### EXCERPT TO READ
########
The second strip is kind of brutal (if you dislike violence against innocent robots) and made me go “oh no!”. Sure it ends with a “hurray”, but I still felt sad at the end.

The final comic is about a robot at a party and kind of feels like every time I’ve ever gone out. Robot sees cute girl, girl is like “yeah, we can dance I guess”, robot goes home with girl, girl hits robot with baseball bat, girl does horrible things to robot. Why must you be so cruel to robots girl? Why?


Despite all the robot sadness and destruction this is totally worth picking up. Robots! Comics! Alcohol!* What is not to love?

*Okay, that might just be that I am currently drinking. Shhhhh.

Thursday, March 18, 2010

An Investigation: Shoplifting

By Badface

I used to shoplift a lot. Well not “a lot” a lot, but I stole several hundred dollars worth of stuff over a couple of years. It adds up pretty quick, especially when you’re stealing text books from your university (expensive!).

Shoplifting becomes addictive, the thrill, the adrenalin, the rush, the sense of accomplishment. Badface says that after shoplifting the “relief and buzz is like a drug running all through my body. Except it’s way better than drugs...”. Even if you start out shoplifting for need, you probably end up shoplifting random crap you don’t even want because it becomes an addictive habit. Something that is both incredibly easy and almost second nature. “Oh,” you think “that looks vaguely interesting, but I can’t be bothered spending money on it” and then you walk out of the store, and later find that no, it wasn’t worth paying for, but it also wasn’t worth stealing.

This small zine is about Badface’s first time shoplifting. The fear, the thrill, the excuses: it’ll all ring true to anyone who’s ever shoplifted before. The only really puzzling thing is that it’s all about shoplifting CDs. I’m kind of shocked anyone would bother to do that in a world where you can download pretty much any song you can imagine in about five minutes. To each their own I suppose.
########
### ENTRIES
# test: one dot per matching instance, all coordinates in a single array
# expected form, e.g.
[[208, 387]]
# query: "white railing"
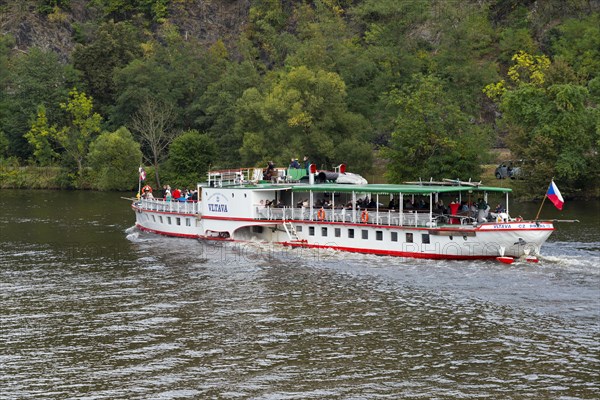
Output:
########
### TASKS TO PERFORM
[A] Update the Block 1 records by replacing "dot" with "point" and leaving everything else unchanged. Omit the picture from your version.
[B] Continue the zine reviews, starting after their final sentence.

### TASK-BY-TASK RESULTS
[A]
# test: one point per matching instance, all coordinates in a single array
# expected form, e.g.
[[208, 387]]
# query: "white railing"
Output:

[B]
Wednesday, March 17, 2010

ARRRRRRRRR

By Antoine Cossé
www.antoinecosse.com

Damn you supercloud, why you gotta be such a jerk? Causing people to jump out of buildings and get into fights with giant sewer rats.

Okay, so I have no idea what is going on in this comic. A guy (with a beard) wakes up, declares it to be D-Day with supercloud (should I be capitalizing that?), jumps into a dumpster, and then climbs down into the sewers so that Supercloud won’t notice him. He wanders around the sewers for a while, but the best part of the comic is when his way through the sewer is blocked by a giant burger.

It’s just sitting there, with all the toppings. So of course he does what anyone would do in that situation: starts to climb through it.

I’m sure I could go into some deeper philosophical meanings of this, but it’s just weird. Good weird yeah, but still just weird. This may be the second issue of a comic (neither has a number on the cover and I pulled this one out of my zine pile first), so maybe there is a reason for all this stuff. I’ll find out at some point.

Tuesday, March 16, 2010

A to Z Issue One: Sweet Tooth


By Vickeh
www.folksy.com/shops/vickeh
www.etsy.com/shop/vickeh

In an effort to fight off the bad influence this zine is having on me I am currently eating a salad. After that I will do some sit ups because just reading this zine makes me feel fat.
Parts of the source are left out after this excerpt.